Use the entries below and reproduce exactly the lines from the one containing "Point to the shadow" down to the one containing "Point to the yellow", both of them included.

(Dataset items)
======

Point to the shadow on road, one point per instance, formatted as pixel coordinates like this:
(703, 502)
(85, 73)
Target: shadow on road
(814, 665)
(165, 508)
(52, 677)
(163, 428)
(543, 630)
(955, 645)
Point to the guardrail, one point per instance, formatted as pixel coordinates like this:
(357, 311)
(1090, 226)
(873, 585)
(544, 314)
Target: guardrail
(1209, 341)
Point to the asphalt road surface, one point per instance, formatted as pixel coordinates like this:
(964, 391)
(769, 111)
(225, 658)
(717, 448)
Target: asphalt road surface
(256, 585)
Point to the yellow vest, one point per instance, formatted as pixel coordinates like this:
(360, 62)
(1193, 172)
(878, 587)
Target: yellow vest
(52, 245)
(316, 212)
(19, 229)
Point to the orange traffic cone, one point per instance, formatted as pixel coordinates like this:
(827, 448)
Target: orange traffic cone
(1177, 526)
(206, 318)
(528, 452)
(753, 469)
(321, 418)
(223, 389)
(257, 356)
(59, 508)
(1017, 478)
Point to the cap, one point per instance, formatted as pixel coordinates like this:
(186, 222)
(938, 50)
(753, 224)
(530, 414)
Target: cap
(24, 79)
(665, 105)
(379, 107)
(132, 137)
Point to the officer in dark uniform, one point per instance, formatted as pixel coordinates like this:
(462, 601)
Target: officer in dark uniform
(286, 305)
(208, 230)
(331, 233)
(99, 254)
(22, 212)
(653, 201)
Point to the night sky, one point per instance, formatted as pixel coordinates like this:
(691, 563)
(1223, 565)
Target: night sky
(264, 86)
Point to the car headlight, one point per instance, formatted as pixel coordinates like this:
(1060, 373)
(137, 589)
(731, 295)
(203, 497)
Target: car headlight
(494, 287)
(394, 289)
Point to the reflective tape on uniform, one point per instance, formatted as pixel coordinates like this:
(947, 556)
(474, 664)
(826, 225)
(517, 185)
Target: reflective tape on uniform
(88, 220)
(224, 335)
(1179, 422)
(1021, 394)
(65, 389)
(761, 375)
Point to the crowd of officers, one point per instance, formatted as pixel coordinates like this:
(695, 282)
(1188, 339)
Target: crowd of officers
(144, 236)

======

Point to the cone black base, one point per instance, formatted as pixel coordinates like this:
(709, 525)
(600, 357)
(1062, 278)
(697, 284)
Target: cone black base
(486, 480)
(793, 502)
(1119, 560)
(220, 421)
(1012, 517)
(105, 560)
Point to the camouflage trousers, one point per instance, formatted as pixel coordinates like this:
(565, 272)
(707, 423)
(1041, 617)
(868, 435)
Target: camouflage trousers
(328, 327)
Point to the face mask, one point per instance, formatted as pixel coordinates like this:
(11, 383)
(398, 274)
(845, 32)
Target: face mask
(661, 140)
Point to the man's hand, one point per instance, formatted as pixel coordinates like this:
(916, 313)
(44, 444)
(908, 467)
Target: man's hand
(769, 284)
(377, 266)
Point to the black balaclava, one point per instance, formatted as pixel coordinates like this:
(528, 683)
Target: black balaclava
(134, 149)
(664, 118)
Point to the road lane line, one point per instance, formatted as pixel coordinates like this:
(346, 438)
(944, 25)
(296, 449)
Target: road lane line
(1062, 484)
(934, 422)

======

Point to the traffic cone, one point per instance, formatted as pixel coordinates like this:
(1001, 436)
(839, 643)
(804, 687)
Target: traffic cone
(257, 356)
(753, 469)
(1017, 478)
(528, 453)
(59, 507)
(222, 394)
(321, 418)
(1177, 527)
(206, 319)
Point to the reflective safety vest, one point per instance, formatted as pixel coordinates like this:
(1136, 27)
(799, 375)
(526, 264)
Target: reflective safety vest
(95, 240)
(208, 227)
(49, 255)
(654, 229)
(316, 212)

======

● RESPONSE TO THIS TASK:
Point to the shadow on road, one point per instance, formatted as pixel coordinates like this:
(703, 502)
(85, 73)
Target: shadow on road
(814, 665)
(165, 508)
(52, 677)
(163, 428)
(543, 630)
(955, 645)
Point to the guardrail, one point per instance, formatted as pixel coordinates like this:
(357, 311)
(1090, 226)
(873, 585)
(544, 314)
Target: guardrail
(1209, 341)
Point to the asphalt road surface, one point per instance, formatted as pixel coordinates like this:
(964, 391)
(769, 111)
(225, 658)
(717, 448)
Target: asphalt road surface
(256, 585)
Point to the yellow vest, one point per instance, formatted as pixel coordinates like this:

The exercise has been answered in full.